[Items from a data source]
((

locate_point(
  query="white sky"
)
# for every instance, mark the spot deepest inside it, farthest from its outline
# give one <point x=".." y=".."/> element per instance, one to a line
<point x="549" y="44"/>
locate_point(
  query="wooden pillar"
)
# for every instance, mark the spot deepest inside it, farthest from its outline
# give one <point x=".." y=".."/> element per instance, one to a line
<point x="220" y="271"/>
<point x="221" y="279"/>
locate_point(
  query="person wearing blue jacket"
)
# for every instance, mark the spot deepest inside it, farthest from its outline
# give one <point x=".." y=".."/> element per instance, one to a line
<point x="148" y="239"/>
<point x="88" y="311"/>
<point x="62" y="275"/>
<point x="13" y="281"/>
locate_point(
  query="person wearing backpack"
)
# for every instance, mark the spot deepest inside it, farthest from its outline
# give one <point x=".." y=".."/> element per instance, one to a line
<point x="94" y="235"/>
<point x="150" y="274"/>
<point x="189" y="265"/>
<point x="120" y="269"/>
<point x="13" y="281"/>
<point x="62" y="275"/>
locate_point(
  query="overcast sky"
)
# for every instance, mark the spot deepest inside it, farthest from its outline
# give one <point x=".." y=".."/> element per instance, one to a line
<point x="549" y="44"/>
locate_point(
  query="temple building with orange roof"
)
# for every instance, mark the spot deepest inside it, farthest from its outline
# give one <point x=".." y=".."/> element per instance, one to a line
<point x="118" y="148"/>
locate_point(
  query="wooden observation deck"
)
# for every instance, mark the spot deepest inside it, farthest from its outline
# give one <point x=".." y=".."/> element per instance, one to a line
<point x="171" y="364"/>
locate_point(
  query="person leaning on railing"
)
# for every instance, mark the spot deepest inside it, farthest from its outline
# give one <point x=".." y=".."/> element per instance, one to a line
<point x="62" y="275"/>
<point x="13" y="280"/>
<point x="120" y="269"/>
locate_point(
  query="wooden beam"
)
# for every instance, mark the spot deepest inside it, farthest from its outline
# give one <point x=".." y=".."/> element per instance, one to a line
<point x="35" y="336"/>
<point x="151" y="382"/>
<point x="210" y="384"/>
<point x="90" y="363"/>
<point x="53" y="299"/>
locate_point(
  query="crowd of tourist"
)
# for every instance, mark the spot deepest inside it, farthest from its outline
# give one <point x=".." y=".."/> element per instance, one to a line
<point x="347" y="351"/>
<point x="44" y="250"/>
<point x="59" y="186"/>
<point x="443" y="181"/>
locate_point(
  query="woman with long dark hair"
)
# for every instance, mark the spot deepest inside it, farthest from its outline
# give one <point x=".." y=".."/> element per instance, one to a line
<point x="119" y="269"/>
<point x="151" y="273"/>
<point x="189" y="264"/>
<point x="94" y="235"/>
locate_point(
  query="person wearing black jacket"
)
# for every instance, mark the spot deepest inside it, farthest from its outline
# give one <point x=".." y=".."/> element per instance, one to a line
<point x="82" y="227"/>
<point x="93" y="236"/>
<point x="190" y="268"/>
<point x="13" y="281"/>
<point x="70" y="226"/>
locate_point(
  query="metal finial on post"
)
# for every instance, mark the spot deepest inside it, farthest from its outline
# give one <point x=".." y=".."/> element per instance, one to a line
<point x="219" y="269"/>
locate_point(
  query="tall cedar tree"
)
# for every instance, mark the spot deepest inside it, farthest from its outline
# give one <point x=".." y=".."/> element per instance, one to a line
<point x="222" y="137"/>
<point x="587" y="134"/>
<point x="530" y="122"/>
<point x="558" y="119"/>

))

Work to complete - The answer must consist of every line above that holds the string "wearing", copied exactly.

Result of this exercise -
  query="person wearing blue jacket"
  query="person wearing backpack"
  query="person wearing black jacket"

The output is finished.